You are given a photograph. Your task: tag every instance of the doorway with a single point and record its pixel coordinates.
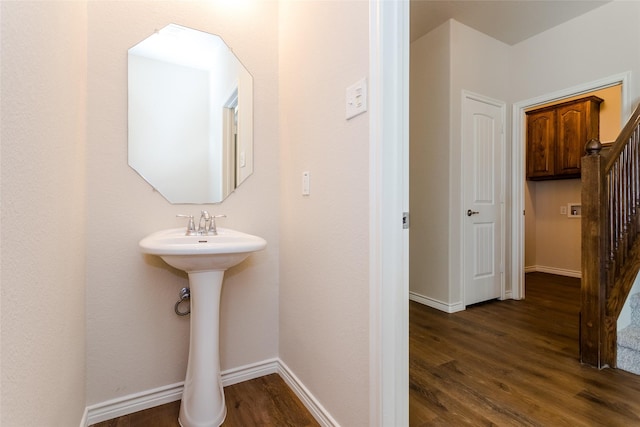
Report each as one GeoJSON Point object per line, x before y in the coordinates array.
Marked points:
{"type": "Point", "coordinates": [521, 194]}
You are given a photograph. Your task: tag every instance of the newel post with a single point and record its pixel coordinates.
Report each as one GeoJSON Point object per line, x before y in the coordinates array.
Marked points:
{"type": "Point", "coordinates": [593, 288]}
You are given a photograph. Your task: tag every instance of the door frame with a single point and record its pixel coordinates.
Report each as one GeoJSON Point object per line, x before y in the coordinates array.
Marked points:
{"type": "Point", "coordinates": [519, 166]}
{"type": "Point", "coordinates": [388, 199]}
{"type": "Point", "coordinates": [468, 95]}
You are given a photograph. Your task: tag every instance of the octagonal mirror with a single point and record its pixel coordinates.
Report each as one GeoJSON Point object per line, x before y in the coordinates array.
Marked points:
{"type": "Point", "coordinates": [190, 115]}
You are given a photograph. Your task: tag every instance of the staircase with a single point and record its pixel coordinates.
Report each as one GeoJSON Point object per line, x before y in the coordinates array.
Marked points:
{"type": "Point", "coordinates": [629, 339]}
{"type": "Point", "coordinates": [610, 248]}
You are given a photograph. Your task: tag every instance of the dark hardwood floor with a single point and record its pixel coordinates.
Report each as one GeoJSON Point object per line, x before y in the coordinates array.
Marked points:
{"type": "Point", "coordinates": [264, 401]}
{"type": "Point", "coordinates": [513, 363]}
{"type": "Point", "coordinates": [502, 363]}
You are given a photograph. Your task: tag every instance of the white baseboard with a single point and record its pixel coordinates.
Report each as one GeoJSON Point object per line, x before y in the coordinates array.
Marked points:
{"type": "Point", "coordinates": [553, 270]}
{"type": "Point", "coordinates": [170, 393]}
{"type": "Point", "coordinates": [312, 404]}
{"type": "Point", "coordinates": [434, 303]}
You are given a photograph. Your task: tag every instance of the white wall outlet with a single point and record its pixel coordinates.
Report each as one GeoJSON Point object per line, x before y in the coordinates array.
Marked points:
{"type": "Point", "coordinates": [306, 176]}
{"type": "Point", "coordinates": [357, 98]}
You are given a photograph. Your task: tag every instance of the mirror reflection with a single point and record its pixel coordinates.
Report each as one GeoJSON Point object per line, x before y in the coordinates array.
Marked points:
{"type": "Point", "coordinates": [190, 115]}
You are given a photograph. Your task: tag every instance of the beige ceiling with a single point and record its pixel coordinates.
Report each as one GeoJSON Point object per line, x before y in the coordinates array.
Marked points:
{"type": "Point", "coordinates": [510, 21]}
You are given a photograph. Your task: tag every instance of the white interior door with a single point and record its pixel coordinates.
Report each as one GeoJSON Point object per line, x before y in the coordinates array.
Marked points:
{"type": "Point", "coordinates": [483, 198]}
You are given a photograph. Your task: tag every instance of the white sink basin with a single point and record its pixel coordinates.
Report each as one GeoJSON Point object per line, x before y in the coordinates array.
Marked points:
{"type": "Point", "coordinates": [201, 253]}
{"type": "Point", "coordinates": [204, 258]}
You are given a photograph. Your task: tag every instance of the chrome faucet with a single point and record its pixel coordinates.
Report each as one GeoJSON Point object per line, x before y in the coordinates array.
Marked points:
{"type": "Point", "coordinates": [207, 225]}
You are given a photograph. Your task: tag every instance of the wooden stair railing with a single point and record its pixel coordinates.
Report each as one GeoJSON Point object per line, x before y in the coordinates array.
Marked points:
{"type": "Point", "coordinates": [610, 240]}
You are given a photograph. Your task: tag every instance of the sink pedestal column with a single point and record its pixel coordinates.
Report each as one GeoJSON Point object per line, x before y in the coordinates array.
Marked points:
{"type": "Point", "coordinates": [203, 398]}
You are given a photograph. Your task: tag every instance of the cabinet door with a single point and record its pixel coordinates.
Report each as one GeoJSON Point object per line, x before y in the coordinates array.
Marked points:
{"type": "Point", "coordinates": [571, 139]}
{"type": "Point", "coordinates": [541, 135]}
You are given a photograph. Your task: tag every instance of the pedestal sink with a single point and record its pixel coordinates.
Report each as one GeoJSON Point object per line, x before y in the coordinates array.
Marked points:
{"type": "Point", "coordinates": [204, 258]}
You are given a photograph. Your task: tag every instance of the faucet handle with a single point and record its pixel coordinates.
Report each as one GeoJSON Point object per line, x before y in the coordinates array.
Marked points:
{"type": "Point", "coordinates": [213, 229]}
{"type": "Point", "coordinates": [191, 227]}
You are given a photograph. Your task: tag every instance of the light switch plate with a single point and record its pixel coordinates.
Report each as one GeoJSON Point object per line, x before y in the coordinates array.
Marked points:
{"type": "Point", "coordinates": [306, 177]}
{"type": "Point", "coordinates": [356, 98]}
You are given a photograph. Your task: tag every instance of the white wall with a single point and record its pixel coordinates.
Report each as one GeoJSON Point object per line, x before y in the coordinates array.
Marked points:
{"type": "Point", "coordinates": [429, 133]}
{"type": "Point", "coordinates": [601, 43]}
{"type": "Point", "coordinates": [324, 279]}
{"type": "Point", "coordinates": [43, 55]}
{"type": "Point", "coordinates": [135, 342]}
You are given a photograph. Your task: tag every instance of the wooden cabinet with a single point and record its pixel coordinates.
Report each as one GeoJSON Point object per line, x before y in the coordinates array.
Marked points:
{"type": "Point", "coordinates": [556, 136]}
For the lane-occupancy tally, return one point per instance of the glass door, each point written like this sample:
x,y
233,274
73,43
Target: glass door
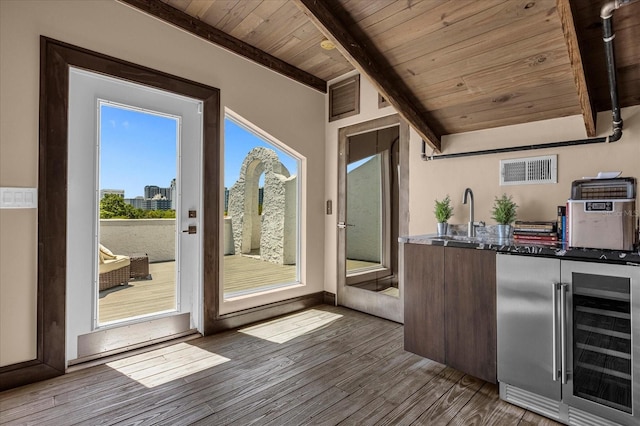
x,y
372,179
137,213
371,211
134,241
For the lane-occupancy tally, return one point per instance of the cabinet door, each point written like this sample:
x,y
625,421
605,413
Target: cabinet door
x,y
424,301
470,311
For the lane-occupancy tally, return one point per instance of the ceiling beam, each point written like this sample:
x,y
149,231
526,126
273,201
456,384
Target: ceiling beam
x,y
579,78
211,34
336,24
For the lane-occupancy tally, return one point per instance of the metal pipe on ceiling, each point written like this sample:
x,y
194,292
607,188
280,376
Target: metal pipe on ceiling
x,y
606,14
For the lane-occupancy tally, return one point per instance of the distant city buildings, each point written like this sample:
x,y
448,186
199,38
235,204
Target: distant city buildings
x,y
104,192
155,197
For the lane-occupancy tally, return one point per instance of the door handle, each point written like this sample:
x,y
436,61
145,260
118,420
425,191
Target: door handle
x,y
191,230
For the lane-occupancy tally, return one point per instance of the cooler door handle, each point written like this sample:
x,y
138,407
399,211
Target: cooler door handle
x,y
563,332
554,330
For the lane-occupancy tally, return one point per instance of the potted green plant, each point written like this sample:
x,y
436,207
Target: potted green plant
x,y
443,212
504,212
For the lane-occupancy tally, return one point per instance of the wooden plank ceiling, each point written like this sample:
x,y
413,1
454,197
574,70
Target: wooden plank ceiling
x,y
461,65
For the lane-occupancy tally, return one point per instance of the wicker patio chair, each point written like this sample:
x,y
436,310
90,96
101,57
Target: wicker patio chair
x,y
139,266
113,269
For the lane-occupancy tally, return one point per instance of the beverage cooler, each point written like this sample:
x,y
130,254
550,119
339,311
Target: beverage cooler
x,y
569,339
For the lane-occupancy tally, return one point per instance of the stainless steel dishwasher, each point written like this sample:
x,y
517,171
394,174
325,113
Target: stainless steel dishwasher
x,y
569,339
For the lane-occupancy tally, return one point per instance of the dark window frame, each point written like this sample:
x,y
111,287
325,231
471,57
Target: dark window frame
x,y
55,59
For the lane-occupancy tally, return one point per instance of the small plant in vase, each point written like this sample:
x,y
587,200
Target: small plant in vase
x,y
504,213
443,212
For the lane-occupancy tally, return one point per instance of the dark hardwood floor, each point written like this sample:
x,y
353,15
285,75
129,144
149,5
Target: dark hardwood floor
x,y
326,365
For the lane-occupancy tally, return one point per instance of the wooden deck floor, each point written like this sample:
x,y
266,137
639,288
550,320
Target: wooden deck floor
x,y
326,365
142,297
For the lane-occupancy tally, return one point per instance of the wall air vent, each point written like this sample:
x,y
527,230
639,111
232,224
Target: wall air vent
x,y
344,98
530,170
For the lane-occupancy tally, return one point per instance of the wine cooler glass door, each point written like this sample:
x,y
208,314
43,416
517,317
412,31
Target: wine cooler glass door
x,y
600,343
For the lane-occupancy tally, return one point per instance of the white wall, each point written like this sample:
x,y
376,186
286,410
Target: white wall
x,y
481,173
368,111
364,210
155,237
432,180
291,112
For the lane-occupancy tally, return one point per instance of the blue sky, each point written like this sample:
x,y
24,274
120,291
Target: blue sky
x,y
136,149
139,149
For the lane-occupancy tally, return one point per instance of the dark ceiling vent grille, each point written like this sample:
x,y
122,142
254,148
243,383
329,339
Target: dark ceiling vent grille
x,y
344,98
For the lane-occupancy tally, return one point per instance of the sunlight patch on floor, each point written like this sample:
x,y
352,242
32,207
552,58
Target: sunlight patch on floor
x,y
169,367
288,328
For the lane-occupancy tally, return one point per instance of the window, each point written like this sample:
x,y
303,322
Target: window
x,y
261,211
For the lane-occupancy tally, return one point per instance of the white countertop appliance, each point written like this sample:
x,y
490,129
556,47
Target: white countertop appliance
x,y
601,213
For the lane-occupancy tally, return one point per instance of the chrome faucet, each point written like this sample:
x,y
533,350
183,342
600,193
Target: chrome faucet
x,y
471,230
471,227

-- What you need to do --
Everything from the first line of the listing above through the line that contains "the door frame" is to be restated word for word, minus the pictures.

-- Solved exercise --
You are given a photograph. Your task: tag every instance of the doorway with a single point and record its pixel coordinates.
Report each as one GeoJSON Point object per line, x before y in the coordinates array.
Marked points:
{"type": "Point", "coordinates": [521, 194]}
You are given a photograph. Your task: tag every instance of the newel post with a single point and record its pixel coordinates.
Report each as one GeoJSON Point object per line, x before y in the coordinates array.
Marked points:
{"type": "Point", "coordinates": [593, 288]}
You are given a photograph. Your task: tag every instance of the door frame with a single point and record its pixel coordinates.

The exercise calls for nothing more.